WORK TO BE COMPLETED: Transcribe word for word the stretch of the records below, from the line containing "Find the underwater" through the end of the records.

Location identification records:
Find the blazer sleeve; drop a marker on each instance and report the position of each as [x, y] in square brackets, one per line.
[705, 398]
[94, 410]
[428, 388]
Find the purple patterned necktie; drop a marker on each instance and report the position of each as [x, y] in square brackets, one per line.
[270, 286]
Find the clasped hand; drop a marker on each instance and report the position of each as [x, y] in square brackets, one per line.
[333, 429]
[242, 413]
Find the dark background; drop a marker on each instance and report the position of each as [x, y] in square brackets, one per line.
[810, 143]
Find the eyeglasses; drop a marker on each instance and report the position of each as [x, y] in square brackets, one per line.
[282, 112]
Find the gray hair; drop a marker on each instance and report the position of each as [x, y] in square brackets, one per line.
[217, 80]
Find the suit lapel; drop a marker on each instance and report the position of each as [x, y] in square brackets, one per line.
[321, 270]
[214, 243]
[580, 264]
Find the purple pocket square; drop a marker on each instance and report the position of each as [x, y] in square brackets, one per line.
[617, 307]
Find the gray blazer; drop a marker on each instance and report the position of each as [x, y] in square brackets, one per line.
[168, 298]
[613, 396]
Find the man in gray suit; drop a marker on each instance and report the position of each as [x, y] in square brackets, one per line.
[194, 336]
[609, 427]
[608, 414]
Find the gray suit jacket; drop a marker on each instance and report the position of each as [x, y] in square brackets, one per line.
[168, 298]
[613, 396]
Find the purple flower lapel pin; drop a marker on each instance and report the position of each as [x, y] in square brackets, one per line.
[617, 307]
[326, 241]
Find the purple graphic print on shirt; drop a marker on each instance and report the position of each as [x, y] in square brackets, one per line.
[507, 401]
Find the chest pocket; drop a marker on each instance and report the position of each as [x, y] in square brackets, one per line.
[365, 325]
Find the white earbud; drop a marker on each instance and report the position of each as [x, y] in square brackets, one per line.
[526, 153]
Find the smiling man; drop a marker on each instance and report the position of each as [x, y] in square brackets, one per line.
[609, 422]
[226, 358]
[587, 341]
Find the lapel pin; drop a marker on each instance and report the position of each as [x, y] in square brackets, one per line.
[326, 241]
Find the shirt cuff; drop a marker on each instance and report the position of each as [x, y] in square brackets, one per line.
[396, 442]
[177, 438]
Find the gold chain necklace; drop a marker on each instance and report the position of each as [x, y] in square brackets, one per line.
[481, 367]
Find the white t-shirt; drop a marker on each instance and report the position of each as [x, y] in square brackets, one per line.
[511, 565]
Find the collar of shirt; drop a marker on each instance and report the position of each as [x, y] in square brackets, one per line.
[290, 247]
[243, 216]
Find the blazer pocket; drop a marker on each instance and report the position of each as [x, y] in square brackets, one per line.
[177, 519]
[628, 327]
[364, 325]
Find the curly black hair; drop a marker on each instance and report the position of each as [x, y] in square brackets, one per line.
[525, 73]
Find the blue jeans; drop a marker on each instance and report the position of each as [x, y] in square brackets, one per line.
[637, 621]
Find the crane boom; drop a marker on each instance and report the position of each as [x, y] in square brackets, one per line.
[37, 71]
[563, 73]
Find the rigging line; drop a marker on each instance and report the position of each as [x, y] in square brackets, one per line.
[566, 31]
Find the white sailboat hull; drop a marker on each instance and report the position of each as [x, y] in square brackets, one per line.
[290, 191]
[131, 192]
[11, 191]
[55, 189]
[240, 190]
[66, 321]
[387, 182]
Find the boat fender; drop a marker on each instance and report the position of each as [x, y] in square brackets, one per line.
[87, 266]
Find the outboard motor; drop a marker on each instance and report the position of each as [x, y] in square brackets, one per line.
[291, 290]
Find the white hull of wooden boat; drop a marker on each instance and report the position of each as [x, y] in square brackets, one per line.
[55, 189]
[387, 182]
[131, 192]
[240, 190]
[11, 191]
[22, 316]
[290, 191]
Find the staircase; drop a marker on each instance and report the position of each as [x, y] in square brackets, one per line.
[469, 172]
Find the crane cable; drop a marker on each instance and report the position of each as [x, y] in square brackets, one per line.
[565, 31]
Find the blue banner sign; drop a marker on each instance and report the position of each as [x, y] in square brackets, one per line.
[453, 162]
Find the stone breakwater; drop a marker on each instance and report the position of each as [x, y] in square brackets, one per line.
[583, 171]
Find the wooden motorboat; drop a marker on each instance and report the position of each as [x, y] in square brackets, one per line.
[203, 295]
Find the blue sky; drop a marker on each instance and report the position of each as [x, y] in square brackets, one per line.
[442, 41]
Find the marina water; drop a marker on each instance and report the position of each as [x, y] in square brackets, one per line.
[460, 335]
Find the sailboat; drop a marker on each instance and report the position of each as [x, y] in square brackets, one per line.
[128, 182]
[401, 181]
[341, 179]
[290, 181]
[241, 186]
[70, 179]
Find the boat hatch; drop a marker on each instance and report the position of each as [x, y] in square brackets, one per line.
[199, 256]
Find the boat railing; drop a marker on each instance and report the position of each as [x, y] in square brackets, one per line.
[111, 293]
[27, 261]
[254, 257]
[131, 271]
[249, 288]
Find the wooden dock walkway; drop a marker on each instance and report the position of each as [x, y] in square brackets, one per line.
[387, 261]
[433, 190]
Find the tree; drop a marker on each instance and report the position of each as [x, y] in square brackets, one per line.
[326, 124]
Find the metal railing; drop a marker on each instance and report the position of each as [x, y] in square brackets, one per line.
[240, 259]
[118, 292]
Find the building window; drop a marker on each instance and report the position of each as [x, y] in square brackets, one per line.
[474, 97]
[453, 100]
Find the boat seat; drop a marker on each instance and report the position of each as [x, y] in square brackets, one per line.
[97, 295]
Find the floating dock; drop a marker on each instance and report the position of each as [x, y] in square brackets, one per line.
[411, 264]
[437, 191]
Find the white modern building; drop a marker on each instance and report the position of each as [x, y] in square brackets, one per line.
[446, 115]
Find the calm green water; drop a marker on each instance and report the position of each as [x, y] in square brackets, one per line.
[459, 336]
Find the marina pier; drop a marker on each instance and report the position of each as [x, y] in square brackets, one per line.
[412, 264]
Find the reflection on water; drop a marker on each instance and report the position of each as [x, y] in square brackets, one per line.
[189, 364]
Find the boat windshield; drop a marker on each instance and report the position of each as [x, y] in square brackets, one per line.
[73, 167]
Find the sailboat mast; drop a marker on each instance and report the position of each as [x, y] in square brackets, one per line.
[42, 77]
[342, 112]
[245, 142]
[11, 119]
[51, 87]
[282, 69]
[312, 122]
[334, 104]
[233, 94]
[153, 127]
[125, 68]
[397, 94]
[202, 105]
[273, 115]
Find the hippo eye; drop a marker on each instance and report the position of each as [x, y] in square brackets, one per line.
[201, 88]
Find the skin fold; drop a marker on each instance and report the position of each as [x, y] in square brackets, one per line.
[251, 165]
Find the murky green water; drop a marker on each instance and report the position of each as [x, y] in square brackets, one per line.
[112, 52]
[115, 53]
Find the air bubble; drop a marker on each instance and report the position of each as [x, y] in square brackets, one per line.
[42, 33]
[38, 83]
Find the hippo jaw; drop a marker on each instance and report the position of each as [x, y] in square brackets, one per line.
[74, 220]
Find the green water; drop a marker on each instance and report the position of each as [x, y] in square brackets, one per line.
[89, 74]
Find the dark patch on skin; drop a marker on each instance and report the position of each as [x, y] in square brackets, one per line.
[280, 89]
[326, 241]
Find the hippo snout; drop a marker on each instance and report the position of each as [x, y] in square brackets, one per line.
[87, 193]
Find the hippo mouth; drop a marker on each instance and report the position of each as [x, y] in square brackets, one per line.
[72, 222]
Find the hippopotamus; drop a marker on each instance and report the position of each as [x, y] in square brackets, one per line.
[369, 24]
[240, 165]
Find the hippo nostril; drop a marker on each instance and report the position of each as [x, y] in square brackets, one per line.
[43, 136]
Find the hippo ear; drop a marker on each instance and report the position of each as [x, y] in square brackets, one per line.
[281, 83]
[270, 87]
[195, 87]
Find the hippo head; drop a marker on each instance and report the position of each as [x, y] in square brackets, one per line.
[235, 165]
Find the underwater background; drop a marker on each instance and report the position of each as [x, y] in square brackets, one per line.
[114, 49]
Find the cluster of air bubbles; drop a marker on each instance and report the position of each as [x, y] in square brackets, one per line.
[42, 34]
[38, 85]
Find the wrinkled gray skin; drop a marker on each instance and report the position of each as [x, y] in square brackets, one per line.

ANSWER BELOW:
Find the underwater background; drop a marker on each instance and report the position of each as [x, y] in square brackets, one per line.
[114, 49]
Find the cluster of air bubbles; drop a marker on each instance and report the position of each as [x, y] in square brackets, one per line.
[42, 34]
[38, 85]
Find the wrinkled gray skin; drop a marker on each instance and report the position of each as [x, y] in square brackets, one per line.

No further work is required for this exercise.